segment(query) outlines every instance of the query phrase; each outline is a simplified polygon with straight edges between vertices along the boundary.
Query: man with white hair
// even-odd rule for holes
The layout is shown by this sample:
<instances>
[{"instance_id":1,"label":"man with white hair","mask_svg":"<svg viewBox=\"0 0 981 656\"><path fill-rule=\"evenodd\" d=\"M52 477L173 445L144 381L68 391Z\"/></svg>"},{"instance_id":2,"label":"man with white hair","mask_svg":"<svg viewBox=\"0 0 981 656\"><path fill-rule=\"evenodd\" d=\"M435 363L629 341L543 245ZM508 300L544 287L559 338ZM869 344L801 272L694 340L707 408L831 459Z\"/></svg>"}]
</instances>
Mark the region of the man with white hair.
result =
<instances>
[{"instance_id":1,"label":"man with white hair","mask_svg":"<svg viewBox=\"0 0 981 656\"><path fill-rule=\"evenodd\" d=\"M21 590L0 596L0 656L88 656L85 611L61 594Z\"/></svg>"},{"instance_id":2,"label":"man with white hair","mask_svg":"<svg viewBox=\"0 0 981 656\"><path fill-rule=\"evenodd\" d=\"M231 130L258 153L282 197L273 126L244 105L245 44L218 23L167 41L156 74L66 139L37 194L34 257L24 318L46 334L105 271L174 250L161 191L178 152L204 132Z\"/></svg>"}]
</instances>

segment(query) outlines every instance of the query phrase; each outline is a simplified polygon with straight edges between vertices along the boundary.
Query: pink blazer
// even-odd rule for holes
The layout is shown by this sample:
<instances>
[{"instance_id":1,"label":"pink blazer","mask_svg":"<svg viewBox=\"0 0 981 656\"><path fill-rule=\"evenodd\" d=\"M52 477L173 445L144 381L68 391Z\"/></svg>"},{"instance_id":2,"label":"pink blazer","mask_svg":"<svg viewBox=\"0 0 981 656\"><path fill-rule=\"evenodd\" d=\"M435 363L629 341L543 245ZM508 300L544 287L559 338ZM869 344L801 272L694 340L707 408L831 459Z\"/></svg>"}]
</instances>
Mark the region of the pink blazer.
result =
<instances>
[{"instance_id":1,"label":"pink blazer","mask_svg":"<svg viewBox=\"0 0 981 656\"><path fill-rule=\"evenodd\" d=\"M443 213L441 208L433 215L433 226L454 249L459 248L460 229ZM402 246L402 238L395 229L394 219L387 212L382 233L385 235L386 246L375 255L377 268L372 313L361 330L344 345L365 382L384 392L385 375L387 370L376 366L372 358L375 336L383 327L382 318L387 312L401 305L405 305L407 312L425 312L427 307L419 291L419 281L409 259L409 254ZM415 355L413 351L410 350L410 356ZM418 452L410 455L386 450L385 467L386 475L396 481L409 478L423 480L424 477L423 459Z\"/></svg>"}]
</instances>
★ ★ ★ ★ ★
» WHAT YOU WILL DO
Which lines in the data above contain the word "Mark"? List each of them in full.

» EXERCISE ANSWER
Mark the region of the man with white hair.
Mark the region of the pink blazer.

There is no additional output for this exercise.